**Selected text:**
<<<<
Space race; Cosmic dash to the dark side of the moon
The fresh space race directed toward the uncharted territory of the moon's dark side has now commenced, and it ominously carries the potential for evolving beyond mere resource competition into a fully-fledged space conflict.
Six decades after the Apollo moon landing, a fresh era of space exploration is unfolding, marked by a more significant number of participants than ever before. This time, participants are driven by objectives ranging from initiating a thriving space tourism industry and establishing human colonies on Mars to pushing the boundaries of our solar system.
In many respects, this modern space race carries even higher stakes, with substantial financial investments at play. While certain unsettling parallels with the past can be discerned, the world has evolved beyond the bipolarity of the Cold War. The forthcoming global order is anticipated to be significantly more intricate, as nations once regarded as superpowers now contend on diverse fronts. Countries are engaged in fierce competition to assert dominance in areas such as markets, security, technology, and, reminiscent of the 20th century, the Moon. On that note, India became the first country to land a vehicle near the Moon's south pole on August 23; a historic victory for the world's most populous country and its ambitious, low-cost space program. The unmanned Chandrayaan-3, which means "Mooncraft" in Sanskrit, landed at 6:04 pm India time (1234 GMT) to raucous applause from mission control personnel.
Russia launched a probe, Luna 25, but it crashed into the moon. Other countries have also been trying for years to land unmanned probes on the moon - sometimes successfully, like China in 2019. Japan finally caught up and sent its "Moon Sniper," aiming to become the fifth nation to achieve a precise landing on the lunar surface. As for NASA, it hopes its mission, Artemis II, will put humans back on the moon by 2024. And, of course, they're there because of the potential existence of water. If there is water in enough abundance, there could be potential for hydrogen and oxygen.
New cosmic race
The South Pole is the 'hottest' place to be on the moon right now. Craters near the South Pole are in a permanent shadow. It is essential to mention that experts think there could be frozen water there. Hence, for the past few years, it's been where many countries have been trying to go.
>>>>
**Dataset rows:**
<<<<
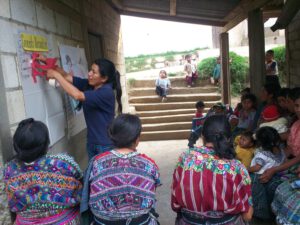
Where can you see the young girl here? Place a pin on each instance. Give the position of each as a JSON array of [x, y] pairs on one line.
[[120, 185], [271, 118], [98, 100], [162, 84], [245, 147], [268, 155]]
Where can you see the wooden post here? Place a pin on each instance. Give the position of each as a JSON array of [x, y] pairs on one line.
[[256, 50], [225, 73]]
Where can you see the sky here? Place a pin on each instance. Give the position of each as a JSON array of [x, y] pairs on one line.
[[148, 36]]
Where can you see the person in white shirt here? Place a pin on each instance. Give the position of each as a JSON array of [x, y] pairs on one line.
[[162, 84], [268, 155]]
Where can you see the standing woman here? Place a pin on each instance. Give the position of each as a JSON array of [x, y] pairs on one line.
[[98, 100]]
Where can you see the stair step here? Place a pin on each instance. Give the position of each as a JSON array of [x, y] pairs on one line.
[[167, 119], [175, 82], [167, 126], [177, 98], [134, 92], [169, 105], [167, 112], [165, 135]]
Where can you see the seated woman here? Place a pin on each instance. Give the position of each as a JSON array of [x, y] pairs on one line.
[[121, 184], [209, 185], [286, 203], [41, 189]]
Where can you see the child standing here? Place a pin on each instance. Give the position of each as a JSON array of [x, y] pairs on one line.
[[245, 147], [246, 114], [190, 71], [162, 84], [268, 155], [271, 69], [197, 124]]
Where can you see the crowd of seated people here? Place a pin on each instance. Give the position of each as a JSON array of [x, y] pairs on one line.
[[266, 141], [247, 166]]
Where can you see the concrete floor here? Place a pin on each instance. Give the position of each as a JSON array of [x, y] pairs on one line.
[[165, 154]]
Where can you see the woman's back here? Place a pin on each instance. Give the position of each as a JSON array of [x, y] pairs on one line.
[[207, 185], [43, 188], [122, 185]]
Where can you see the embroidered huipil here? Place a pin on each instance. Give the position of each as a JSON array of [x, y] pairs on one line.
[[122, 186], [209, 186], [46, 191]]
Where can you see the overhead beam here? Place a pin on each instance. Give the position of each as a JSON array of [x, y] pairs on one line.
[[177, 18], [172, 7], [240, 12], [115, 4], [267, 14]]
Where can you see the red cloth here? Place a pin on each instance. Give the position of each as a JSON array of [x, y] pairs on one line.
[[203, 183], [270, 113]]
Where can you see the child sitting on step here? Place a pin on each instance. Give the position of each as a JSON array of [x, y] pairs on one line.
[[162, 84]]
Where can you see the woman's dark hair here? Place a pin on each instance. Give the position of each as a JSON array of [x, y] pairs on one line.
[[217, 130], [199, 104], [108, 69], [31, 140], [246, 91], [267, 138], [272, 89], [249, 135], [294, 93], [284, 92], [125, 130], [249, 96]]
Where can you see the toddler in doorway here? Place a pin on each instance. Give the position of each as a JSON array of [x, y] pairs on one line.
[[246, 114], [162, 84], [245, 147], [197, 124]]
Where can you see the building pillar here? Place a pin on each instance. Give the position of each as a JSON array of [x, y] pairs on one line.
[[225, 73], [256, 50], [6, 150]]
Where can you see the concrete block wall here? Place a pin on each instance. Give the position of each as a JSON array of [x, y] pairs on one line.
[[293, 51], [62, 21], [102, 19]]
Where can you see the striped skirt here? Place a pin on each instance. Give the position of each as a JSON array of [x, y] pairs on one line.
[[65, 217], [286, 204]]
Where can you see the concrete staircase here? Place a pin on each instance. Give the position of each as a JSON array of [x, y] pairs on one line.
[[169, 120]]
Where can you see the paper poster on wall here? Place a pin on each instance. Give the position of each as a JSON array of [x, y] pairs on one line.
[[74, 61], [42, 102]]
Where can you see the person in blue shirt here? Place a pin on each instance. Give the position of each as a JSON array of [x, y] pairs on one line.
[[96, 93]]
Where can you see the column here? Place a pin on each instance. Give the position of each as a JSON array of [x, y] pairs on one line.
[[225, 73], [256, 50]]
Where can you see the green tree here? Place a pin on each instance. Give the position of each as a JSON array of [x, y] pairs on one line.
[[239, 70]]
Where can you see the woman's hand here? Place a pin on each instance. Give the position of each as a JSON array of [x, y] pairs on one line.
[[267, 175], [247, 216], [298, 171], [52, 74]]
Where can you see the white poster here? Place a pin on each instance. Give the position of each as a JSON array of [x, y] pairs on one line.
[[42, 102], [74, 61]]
>>>>
<<<<
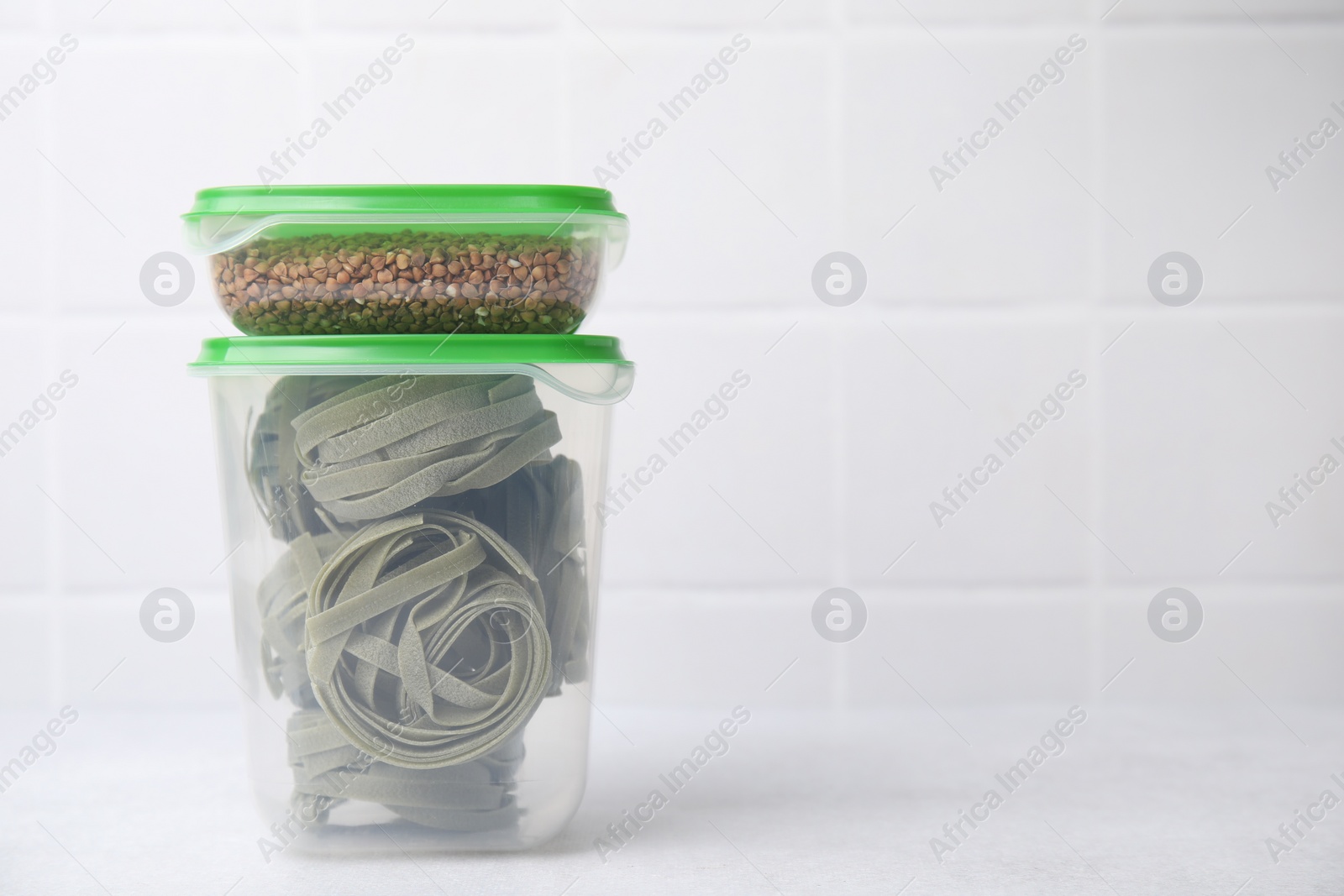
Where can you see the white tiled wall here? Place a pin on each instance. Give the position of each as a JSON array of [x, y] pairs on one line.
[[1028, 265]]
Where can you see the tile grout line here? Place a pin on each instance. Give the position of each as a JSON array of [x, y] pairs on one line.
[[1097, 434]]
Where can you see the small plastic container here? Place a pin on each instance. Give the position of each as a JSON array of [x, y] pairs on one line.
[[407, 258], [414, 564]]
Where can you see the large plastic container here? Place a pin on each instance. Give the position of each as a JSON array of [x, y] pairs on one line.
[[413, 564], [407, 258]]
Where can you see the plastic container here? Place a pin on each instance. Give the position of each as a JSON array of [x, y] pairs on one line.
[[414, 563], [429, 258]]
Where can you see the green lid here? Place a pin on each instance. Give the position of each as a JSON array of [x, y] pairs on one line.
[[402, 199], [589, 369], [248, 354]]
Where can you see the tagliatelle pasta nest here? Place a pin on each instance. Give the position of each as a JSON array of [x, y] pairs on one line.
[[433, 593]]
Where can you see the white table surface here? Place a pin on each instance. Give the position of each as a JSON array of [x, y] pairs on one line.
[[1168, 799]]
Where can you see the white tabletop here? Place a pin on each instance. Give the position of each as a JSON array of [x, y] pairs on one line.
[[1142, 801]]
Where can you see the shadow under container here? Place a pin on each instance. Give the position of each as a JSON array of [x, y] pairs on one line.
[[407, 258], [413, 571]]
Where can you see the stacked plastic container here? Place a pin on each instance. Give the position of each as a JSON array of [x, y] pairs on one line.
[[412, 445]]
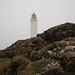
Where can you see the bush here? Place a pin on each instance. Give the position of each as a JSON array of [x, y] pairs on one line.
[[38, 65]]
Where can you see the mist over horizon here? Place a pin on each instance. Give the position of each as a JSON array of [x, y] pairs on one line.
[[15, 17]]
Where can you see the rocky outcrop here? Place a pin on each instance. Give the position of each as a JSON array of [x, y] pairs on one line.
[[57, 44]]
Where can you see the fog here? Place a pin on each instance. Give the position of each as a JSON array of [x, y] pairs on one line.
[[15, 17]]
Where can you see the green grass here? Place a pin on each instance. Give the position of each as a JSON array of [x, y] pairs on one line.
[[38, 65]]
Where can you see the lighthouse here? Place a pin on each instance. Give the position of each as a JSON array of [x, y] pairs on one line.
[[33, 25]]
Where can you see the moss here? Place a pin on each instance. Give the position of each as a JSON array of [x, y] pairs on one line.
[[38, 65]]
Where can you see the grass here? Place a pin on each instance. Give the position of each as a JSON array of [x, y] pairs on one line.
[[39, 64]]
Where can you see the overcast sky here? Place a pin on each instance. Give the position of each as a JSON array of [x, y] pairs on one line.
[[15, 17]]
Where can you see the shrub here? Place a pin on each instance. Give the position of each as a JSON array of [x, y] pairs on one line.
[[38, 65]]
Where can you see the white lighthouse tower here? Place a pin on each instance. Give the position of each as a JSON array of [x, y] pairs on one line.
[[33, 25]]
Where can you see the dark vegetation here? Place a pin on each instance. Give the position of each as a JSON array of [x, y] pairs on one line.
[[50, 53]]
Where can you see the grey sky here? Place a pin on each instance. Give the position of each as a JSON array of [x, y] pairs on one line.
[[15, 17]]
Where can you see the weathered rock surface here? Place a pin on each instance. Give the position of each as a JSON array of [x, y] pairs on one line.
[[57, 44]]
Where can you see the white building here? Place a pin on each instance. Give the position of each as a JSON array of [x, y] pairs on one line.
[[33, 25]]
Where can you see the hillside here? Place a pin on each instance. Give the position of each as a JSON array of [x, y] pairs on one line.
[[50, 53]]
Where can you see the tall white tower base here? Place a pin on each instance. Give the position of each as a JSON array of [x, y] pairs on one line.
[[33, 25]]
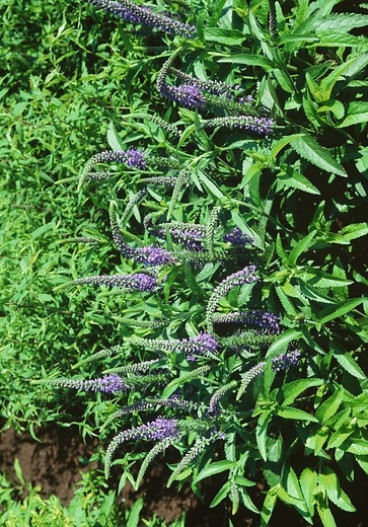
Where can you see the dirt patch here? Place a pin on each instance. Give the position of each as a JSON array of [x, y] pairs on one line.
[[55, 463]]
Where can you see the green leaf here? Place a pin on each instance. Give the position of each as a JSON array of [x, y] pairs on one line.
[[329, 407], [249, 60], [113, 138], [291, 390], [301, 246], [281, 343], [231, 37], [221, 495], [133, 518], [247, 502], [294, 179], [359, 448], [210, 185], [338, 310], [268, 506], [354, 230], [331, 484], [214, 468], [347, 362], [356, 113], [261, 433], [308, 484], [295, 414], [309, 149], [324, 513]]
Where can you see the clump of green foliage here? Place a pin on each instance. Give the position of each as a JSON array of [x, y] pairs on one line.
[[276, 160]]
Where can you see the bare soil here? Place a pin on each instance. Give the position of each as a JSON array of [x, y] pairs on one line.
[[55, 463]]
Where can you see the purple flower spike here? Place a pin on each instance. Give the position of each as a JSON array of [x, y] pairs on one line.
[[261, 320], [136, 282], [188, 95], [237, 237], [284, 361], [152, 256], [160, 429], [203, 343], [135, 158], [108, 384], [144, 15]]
>>>>
**Exercise set:**
A. In the space race article, what does "Chandrayaan-3" mean in Sanskrit?
B. Please transcribe everything in the space race article from "Six decades after" down to "our solar system.".
C. Continue the article on the race to the moon's dark side, starting after its final sentence.

**Response list:**
A. "Mooncraft."

B.
Six decades after the Apollo moon landing, a fresh era of space exploration is unfolding, marked by a more significant number of participants than ever before. This time, participants are driven by objectives ranging from initiating a thriving space tourism industry and establishing human colonies on Mars to pushing the boundaries of our solar system.

C.
You should consider this- space is starting to get crowded and the majority are focused on getting to the moon. What will this new space race mean for humanity and water supply? It is important to mention that if nations aspire for a community or a research base on the moon, they shouldn't consider hauling water to space because that's expensive. That said, it's been more than 60 years since President John F. Kennedy's famous speech at Rice University, which laid out the US goal to become a global leader in space exploration.
"We choose to go to the moon in this decade and do the other things not because they are easy, but because they are hard - because that goal will serve to organize and measure the best of our energies and skills."
His speech became a pivotal moment in the space program, rallying the nation behind a mission that at the time was far from certain. When Kennedy took the stage that day, the Soviet Union had already successfully launched the first manned mission into space. And there was a fear stoked by the Cold War that in the competition to conquer space, the Soviets were in the lead. The US was rushing to get to the moon first, and that was all about prestige, geopolitics - who's a better country or whose system is working better?"
Michelle Hanlon, the executive director of the Center for Air and Space Law at the University of Mississippi, suggested that with so many countries vying for a place in space right now, legal guidelines will be an increasingly relevant thing because this new space race is about resources, not prestige.
"This is a much, much more serious race and more substantive because there are resources on the moon, and those resources are actually limited. And countries are racing to get to the moon to get access to those resources because ultimately that is how we're going to have access to the rest of the universe."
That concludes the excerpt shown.